** Opening Data excerpts block **

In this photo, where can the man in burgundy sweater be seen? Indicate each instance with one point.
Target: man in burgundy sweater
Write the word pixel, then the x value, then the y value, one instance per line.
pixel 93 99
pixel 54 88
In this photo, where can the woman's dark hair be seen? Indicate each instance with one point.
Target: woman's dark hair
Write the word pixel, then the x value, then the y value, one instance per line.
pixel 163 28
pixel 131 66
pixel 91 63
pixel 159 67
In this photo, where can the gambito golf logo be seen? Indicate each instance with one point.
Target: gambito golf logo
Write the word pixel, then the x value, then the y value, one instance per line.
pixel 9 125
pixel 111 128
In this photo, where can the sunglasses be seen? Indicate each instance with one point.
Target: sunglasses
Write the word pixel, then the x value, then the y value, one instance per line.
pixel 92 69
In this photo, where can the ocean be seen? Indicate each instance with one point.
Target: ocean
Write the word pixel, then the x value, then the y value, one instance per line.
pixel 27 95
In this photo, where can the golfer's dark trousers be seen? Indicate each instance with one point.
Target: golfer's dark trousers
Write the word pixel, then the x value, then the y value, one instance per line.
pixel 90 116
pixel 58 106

** Closing Data excerpts block **

* What the exercise asks: Write the data out again. Match it exactly.

* Answer to this exercise:
In this photo, where can the man in burgundy sweater be seen? Indicate each instance with one point.
Target: man in burgundy sweater
Write the word pixel, then the x value, then the y value, one instance per line.
pixel 93 99
pixel 54 88
In this photo, where can the woman's dark hair be seen? Indicate each instance with one point.
Target: woman's dark hair
Write the word pixel, then the x value, then the y value, one instance per line.
pixel 163 28
pixel 131 66
pixel 91 63
pixel 159 67
In this photo, where can the gambito golf logo be seen? Indicate each instance with one point.
Target: gambito golf logo
Write the word pixel, then the x value, then the y value, one instance per line.
pixel 9 125
pixel 111 128
In this photo, where can the sunglasses be seen? Indicate each instance with one point.
Target: sunglasses
Write the word pixel, then the x value, then the y value, one instance per line.
pixel 92 69
In this photo, where can the ocean be seen? Indicate each instance with one point.
Target: ocean
Write the word pixel, then the x value, then the y value, one instance per line.
pixel 27 95
In this photo, where can the golfer's dark trousers be seen? Indicate each instance with one point.
Target: golfer's dark trousers
Write the word pixel, then the x value, then the y value, one instance per line.
pixel 90 116
pixel 58 106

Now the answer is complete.